◆ **Required actions**:
• 1. Reproduce the passage of the article about the Kent grower's soya crop from "He is a second-year" to "Ukrainian variety Siverka.".
• 2. In the article about the Kent grower's soya crop, what variety of soya was grown this season?
• 3. Resume the article about the Kent grower's soya crop after its last sentence.

◆ **Extract**:
*** Begin section ***
Kent grower’s soya crop delivers cost and blackgrass benefits

Kent soya grower Simon Ashworth is pleased with his harvest this season, viewing it as a low-cost crop which will help him prepare for Brexit, control blackgrass and provide a good entry for wheat.

He is a second-year soya grower and although his yield was down this year at 2t/ha compared with 3t/ha in his first year, he is still content when looking at how poorly other spring crops performed this year.

“I am focused on cutting costs before Brexit and as we will always import soya I think the crop is a good bet,” he told Farmers Weekly.

See also: Soya on the rise as area nearly doubles this spring

Reflecting his confidence in the crop, he is considering expanding his area by 50% from this season’s 28ha of the Ukrainian variety Siverka.

His is looking for break crops between his first winter wheats, and uses combine peas, soya, winter linseed and maize, which have helped cut his blackgrass burden to “less than hand rogueing”.

Blackgrass killer

“I find that soya really smashes blackgrass even better than peas, and is easy to combine. In a difficult year for spring crops, the soya has done well,” he says.
*** End section ***
◆ **Information given**:
*** Begin section ***
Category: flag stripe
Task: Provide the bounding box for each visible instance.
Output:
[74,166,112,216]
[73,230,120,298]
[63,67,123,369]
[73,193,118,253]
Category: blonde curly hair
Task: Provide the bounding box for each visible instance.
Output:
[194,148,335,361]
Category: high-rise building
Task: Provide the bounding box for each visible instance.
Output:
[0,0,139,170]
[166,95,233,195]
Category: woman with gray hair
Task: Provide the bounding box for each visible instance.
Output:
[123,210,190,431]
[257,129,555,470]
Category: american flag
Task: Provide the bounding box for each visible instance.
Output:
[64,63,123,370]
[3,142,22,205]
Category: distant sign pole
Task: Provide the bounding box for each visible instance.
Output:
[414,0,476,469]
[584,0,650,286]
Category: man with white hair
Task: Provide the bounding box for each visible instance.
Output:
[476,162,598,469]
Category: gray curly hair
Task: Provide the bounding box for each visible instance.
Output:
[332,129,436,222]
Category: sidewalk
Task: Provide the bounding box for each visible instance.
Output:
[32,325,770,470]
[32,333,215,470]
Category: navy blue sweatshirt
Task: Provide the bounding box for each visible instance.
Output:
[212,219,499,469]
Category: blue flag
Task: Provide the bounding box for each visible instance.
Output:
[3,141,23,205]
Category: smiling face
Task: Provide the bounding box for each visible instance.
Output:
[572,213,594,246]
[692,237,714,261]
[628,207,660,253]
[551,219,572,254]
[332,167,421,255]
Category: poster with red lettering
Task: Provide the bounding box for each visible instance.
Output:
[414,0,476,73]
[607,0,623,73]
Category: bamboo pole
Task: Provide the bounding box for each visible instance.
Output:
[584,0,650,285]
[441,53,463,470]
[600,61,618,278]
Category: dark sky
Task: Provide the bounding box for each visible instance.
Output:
*** End section ***
◆ **Responses per task**:
• 1.
He is a second-year soya grower and although his yield was down this year at 2t/ha compared with 3t/ha in his first year, he is still content when looking at how poorly other spring crops performed this year.

“I am focused on cutting costs before Brexit and as we will always import soya I think the crop is a good bet,” he told Farmers Weekly.

See also: Soya on the rise as area nearly doubles this spring

Reflecting his confidence in the crop, he is considering expanding his area by 50% from this season’s 28ha of the Ukrainian variety Siverka.

• 2. The Ukrainian variety Siverka.

• 3.
Despite the late spring, the crop was drilled in May but then received only 10mm of rain until harvest and took two days to cut on September 18 and 19.

He farms 720ha at Scotney Court Farm, Lydd, Romney March in Kent on a range of soil types, with the soya grown largely on silty soils over sand.

Mr Ashworth finds that soya is a good entry to his bread and biscuit winter wheats, while it also spreads the harvest – combined peas often have to be cut just when the wheat is also ready.

The UK soya crop area rose sharply this year with about 180 farmers growing 3,200ha, and Soya UK, which supplies seed and buys back the harvested crop, hopes that the area may reach 5,000ha next year.

Prices for non-genetically modified soya grown in the UK are currently £360-370/t ex-farm, but as a legume it is seen as a low input crop and there is potentially a big demand, with the UK importing 3m tonnes each year.